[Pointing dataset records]

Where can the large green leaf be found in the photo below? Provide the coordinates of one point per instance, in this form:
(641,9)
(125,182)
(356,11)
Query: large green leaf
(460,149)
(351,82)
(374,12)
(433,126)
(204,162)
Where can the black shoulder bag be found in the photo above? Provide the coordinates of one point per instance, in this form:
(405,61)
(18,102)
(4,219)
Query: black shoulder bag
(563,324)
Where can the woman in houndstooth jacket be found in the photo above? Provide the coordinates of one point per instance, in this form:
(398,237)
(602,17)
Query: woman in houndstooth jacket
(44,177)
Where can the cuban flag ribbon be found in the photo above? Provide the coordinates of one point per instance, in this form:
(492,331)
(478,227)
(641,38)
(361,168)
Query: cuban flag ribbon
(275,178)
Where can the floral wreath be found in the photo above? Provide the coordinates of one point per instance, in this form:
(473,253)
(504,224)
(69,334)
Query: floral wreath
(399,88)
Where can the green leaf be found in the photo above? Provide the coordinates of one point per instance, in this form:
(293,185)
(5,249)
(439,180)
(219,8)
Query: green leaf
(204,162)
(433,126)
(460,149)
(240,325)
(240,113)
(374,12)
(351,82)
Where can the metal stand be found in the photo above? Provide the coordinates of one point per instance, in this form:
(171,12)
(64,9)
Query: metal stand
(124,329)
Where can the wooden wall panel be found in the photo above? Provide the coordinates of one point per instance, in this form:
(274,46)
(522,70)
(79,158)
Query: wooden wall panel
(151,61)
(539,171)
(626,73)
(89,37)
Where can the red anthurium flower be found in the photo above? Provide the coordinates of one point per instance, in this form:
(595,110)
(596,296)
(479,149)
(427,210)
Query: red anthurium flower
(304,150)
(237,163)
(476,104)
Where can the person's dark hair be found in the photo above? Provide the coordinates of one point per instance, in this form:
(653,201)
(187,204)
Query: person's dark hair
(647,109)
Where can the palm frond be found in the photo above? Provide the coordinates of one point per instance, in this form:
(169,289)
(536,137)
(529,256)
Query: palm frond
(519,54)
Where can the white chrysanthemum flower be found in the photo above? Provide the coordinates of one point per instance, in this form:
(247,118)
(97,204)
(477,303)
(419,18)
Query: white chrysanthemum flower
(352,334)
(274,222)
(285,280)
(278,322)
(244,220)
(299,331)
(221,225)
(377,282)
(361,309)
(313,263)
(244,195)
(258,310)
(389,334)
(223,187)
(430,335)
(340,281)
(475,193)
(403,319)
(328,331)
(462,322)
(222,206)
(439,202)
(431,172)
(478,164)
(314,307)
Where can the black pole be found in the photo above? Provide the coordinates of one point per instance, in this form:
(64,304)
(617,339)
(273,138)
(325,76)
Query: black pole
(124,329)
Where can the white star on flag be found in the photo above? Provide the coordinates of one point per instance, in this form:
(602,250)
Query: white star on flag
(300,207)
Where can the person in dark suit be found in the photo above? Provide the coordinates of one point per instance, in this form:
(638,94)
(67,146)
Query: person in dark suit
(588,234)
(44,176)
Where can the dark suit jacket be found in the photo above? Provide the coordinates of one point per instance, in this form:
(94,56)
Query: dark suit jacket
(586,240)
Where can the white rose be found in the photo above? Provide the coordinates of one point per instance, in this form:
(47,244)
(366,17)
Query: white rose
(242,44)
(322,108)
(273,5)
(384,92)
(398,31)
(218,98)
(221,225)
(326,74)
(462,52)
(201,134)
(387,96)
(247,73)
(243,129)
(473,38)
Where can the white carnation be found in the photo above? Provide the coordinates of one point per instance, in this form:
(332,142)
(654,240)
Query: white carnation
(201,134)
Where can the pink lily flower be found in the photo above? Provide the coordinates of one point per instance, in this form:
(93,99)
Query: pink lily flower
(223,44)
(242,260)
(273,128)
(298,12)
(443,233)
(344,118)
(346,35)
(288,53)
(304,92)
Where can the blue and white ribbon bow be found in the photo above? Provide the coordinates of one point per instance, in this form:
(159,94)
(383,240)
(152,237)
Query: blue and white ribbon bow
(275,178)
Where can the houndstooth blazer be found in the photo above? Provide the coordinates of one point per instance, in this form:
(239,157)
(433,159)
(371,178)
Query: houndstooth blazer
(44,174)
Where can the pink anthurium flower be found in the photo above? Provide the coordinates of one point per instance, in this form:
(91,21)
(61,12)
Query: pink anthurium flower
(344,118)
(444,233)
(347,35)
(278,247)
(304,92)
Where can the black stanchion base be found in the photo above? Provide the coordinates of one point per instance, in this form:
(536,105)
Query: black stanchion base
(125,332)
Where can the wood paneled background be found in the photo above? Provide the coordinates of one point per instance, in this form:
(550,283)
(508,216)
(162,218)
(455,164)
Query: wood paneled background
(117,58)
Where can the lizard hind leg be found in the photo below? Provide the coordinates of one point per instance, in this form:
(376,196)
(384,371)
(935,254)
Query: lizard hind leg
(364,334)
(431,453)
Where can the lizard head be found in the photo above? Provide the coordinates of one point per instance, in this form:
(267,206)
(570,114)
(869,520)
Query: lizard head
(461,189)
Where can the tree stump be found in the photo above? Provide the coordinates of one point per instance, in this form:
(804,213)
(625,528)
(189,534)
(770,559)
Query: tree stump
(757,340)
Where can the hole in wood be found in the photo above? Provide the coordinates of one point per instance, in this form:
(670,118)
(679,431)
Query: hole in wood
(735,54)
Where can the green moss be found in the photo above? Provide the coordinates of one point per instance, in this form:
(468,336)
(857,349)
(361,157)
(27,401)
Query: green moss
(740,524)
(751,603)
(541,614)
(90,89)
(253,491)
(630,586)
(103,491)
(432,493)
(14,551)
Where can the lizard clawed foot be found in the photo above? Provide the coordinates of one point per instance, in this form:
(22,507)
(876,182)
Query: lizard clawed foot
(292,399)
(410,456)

Task brief:
Write out every entry word for word.

Task output:
Where can the large green leaf be found in the photo below? Provide the coordinates of one point per instance, in this form:
(641,9)
(125,182)
(356,11)
Query: large green leaf
(460,149)
(351,82)
(374,12)
(433,126)
(204,162)
Where can the black shoulder bag be found in the photo above? Provide the coordinates of one point per instance, in this form:
(405,61)
(18,102)
(4,219)
Query: black shoulder bag
(563,324)
Where can the woman in houndstooth jacket be found in the photo above? Provide the coordinates of one point per instance, in this form:
(398,237)
(602,17)
Query: woman in houndstooth jacket
(44,177)
Where can the cuban flag ribbon be found in the photo above? Provide the coordinates of one point per instance, in this form:
(492,331)
(478,227)
(641,38)
(361,168)
Query: cuban flag ribbon
(275,178)
Where can the floral wreath be found in the photo above? Provide the coordinates of one point per instance, in this form:
(473,253)
(504,224)
(69,334)
Query: floral wreath
(399,88)
Where can the green leaf be found in the photo above? Provide the coordinates of one point per instance, in this form:
(293,185)
(5,249)
(439,180)
(219,8)
Query: green leaf
(204,162)
(433,126)
(460,149)
(240,325)
(240,113)
(374,12)
(351,82)
Where can the metal stand be found in the photo above? Provide the coordinates of one point per instance, in this form:
(171,12)
(64,9)
Query: metal stand
(124,329)
Where can the wooden wall panel be found in the photo above? Provide the coordinates of one point per instance, in this form:
(274,46)
(522,70)
(79,158)
Query: wooden wall panel
(151,61)
(539,171)
(626,73)
(89,37)
Where can the red anthurium flower be found in the photo above? Provide the coordinates of one point per instance, in this form:
(595,110)
(596,296)
(479,149)
(427,210)
Query: red anthurium flower
(304,150)
(237,163)
(476,104)
Where can the person's dark hair be found in the photo above? Provide the coordinates of one point per instance, in this form:
(653,201)
(187,204)
Query: person's dark hair
(647,109)
Where can the palm frond be found in the photo above? Provide the coordinates of one point per instance, in this form:
(169,289)
(536,137)
(529,256)
Query: palm frond
(519,54)
Where can the white chrysanthemum flower be found in the photo above? Provide the coordinates of one point per instance, in this form:
(247,118)
(97,204)
(477,303)
(419,18)
Query: white chrysanthemum flower
(352,334)
(274,222)
(285,280)
(278,322)
(244,220)
(299,331)
(221,225)
(377,282)
(361,309)
(313,263)
(244,195)
(258,310)
(389,334)
(223,187)
(430,335)
(340,281)
(475,193)
(403,319)
(328,331)
(462,322)
(222,206)
(439,202)
(431,172)
(478,164)
(314,307)
Where can the black pole be found in the photo above? Provide the coordinates of one point per instance, in this form:
(64,304)
(617,339)
(273,138)
(325,76)
Query: black pole
(124,329)
Where can the white star on flag be found in the photo above? Provide the coordinates of one point per instance, in this form:
(602,250)
Query: white star on flag
(300,207)
Where can the person in dark suit be found in the photo above? Provide the coordinates of one point per instance, in this form:
(638,94)
(67,146)
Query: person in dark suit
(588,234)
(44,176)
Where can the dark suit jacket be found in the photo above? Provide the coordinates of one point per instance, in this form:
(94,56)
Query: dark suit jacket
(586,240)
Where can the white rose be found in the photo above? Provide the coordinates of one point per instance, in this form:
(47,244)
(366,17)
Query: white rose
(242,44)
(322,108)
(273,5)
(384,92)
(398,31)
(218,98)
(221,225)
(326,74)
(462,52)
(201,134)
(387,96)
(247,73)
(243,129)
(473,38)
Where can the white carnation be found in the photo above? Provide the coordinates of one point per instance, in this form:
(332,142)
(654,240)
Query: white carnation
(201,134)
Where can the pink lily flower be found in the photo above? Provide the coordinates of one point per instance, in this form:
(93,99)
Query: pink lily flower
(223,44)
(242,260)
(273,128)
(298,12)
(443,233)
(344,118)
(346,35)
(288,53)
(304,92)
Where can the blue and white ribbon bow be found in the photo above? Provide the coordinates of one point per instance, in this form:
(159,94)
(383,240)
(152,237)
Query: blue and white ribbon bow
(275,178)
Where can the houndstooth blazer be found in the photo above? Provide the coordinates of one point per instance, in this form:
(239,157)
(433,159)
(371,178)
Query: houndstooth blazer
(44,174)
Where can the pink anthurium flower be found in the photo above? Provide the coordinates of one point per instance, in this form:
(91,21)
(61,12)
Query: pink anthurium flower
(344,118)
(444,233)
(347,35)
(278,247)
(304,92)
Where can the black stanchion base be found in the photo above? Provide the coordinates of one point per instance, in this form:
(536,105)
Query: black stanchion base
(125,332)
Where can the wood paneled background be found in the photo above? Provide the coordinates of one point per instance, in this form:
(550,283)
(508,216)
(162,218)
(455,164)
Query: wood paneled background
(117,58)
Where can the lizard hind leg be found in the photo below? Provide the coordinates of one point per instance, in this form:
(376,196)
(384,371)
(935,254)
Query: lizard hind leg
(364,334)
(431,453)
Where can the lizard head be found in the photo above? Provide the coordinates of one point per instance, in this form:
(267,206)
(570,114)
(869,520)
Query: lizard head
(461,189)
Where can the tree stump be found in the photo above? Provide the coordinates of one point per instance, in this form:
(804,213)
(625,528)
(189,534)
(770,559)
Query: tree stump
(757,340)
Where can the hole in wood be found in the photo above? Provide the coordinates of one point per instance, in this form:
(670,118)
(679,431)
Query: hole in wood
(735,54)
Where can the green moss be found in the photo above? Provide the coordinates of one point per instance, in this form:
(468,336)
(857,349)
(361,157)
(27,401)
Query: green moss
(740,524)
(751,603)
(541,614)
(90,89)
(253,491)
(630,586)
(103,491)
(432,493)
(14,551)
Where can the lizard clawed foot be found in the photo above? Provide the coordinates of one point per instance, in this form:
(22,507)
(876,182)
Query: lizard clawed foot
(292,399)
(410,456)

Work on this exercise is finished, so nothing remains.